> **What is required**: Pick out and copy each line of the material below that contains the string "positive". Case counts.

(Record set Opens)

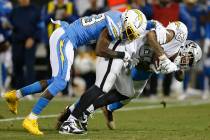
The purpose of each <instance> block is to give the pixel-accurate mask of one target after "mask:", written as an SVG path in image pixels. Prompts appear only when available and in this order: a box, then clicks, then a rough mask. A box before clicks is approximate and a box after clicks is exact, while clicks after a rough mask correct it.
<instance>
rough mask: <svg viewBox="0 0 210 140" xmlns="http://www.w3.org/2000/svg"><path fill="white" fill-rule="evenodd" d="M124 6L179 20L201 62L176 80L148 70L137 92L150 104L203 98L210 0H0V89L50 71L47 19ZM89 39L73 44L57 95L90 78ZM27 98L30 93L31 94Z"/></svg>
mask: <svg viewBox="0 0 210 140" xmlns="http://www.w3.org/2000/svg"><path fill="white" fill-rule="evenodd" d="M130 8H136V9H140V10H141V11H142V12H143V13H144V14H145V15H146V17H147V19H156V20H158V21H160V22H161V23H162V24H163V25H164V26H166V25H167V24H168V23H169V22H170V21H177V20H181V21H182V22H184V23H185V24H186V25H187V26H188V27H189V28H188V30H189V34H188V39H191V40H194V41H196V42H197V43H199V44H200V46H201V48H202V49H203V60H202V62H200V64H199V66H197V67H196V68H194V69H193V70H191V71H188V72H187V73H186V75H185V79H184V82H178V81H176V80H175V79H174V76H173V74H168V75H153V76H152V78H151V80H150V82H149V83H148V84H147V87H146V89H145V90H144V93H143V94H142V96H141V98H142V97H145V98H144V100H146V102H147V101H148V102H150V101H151V102H150V105H151V104H154V103H155V104H157V102H159V101H161V100H165V101H166V102H170V103H172V104H173V103H174V102H175V103H176V104H179V103H180V101H184V103H185V102H186V103H189V102H190V103H189V104H191V103H193V102H195V101H196V102H197V101H199V103H207V102H208V101H209V100H208V98H209V92H210V91H209V88H210V86H209V85H210V0H183V1H182V0H11V1H10V0H0V66H1V68H0V92H1V94H3V93H4V92H5V91H7V90H9V89H18V88H20V87H22V86H25V85H28V84H30V83H33V82H34V81H36V80H40V79H45V78H48V77H49V76H50V75H51V70H50V64H49V44H48V38H49V36H50V34H51V33H52V31H53V30H54V29H55V28H57V27H55V26H54V25H53V24H51V22H50V18H53V19H55V20H66V21H68V22H69V23H71V22H73V21H74V20H76V19H78V18H79V17H82V16H89V15H92V14H98V13H101V12H105V11H107V10H109V9H115V10H120V11H124V10H125V9H130ZM29 13H30V14H29ZM29 15H31V16H29ZM187 17H189V18H187ZM95 45H96V44H94V43H92V44H89V45H88V46H89V47H81V48H80V49H78V50H77V52H76V57H75V62H74V65H73V69H72V71H71V73H72V78H71V83H69V86H68V88H66V89H65V90H64V91H63V92H62V93H60V98H61V99H63V96H64V97H66V96H68V97H69V98H67V99H72V97H76V98H77V97H79V96H80V95H81V94H82V93H83V92H84V91H85V90H86V89H87V88H89V87H90V86H91V85H92V84H94V81H95V60H96V56H95V52H94V48H95ZM135 86H138V83H136V84H135ZM29 99H36V98H34V97H32V96H31V97H29ZM0 101H1V102H0V103H1V104H0V105H1V106H0V108H1V109H0V114H1V115H2V119H5V118H7V117H11V115H8V113H6V112H4V110H6V109H5V108H6V106H5V105H4V104H3V101H2V100H1V99H0ZM25 102H26V103H28V102H27V101H25ZM33 102H34V101H31V103H33ZM57 102H58V103H57V104H60V103H59V101H57ZM65 103H67V101H65ZM182 104H183V102H182ZM140 105H142V104H140ZM144 105H145V104H144ZM146 105H147V103H146ZM60 106H61V105H60ZM208 107H209V105H208ZM26 108H27V109H28V107H26ZM51 108H53V103H52V104H51ZM206 108H207V107H206ZM60 109H62V107H61V108H60ZM1 110H3V112H2V113H1ZM28 110H29V109H28ZM52 110H53V109H52ZM52 110H51V112H52V113H53V111H52ZM206 111H207V110H206ZM45 112H46V111H45ZM56 112H59V111H58V109H57V110H56V111H55V113H56ZM183 112H184V111H183ZM159 113H160V114H161V112H159ZM5 114H6V115H5ZM23 114H24V113H23ZM142 114H143V113H142ZM201 114H202V113H201ZM148 116H149V115H148ZM208 116H209V115H208ZM195 117H196V116H195ZM125 119H126V118H125ZM208 122H209V121H208ZM51 125H52V124H51ZM51 125H50V126H51ZM4 127H5V125H4V124H1V122H0V131H1V130H2V131H3V130H5V131H6V129H4ZM15 128H16V127H15ZM46 129H48V128H47V127H46ZM50 129H52V128H50ZM96 129H97V128H96ZM99 129H100V128H99ZM136 129H137V128H136ZM141 129H143V128H141ZM14 130H16V129H14ZM208 130H209V129H208ZM8 135H9V134H8ZM0 137H1V136H0ZM95 138H98V137H95ZM135 138H136V137H135ZM137 138H138V137H137ZM154 138H155V137H154ZM192 138H193V136H192ZM205 138H206V137H204V139H205ZM207 139H208V138H207Z"/></svg>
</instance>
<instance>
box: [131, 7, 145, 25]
mask: <svg viewBox="0 0 210 140" xmlns="http://www.w3.org/2000/svg"><path fill="white" fill-rule="evenodd" d="M133 10H134V12H135V13H136V14H137V15H138V20H139V22H140V24H139V25H141V24H142V22H143V17H142V13H141V12H140V11H139V10H137V9H133Z"/></svg>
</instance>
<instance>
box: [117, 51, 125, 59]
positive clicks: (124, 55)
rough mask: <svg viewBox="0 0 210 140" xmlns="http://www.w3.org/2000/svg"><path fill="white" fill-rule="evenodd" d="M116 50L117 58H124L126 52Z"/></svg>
mask: <svg viewBox="0 0 210 140" xmlns="http://www.w3.org/2000/svg"><path fill="white" fill-rule="evenodd" d="M116 52H117V58H120V59H124V57H125V52H119V51H116Z"/></svg>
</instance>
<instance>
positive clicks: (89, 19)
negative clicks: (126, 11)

(Record set Closes)

> **Reply to the task**:
positive clicks: (124, 55)
positive clicks: (89, 19)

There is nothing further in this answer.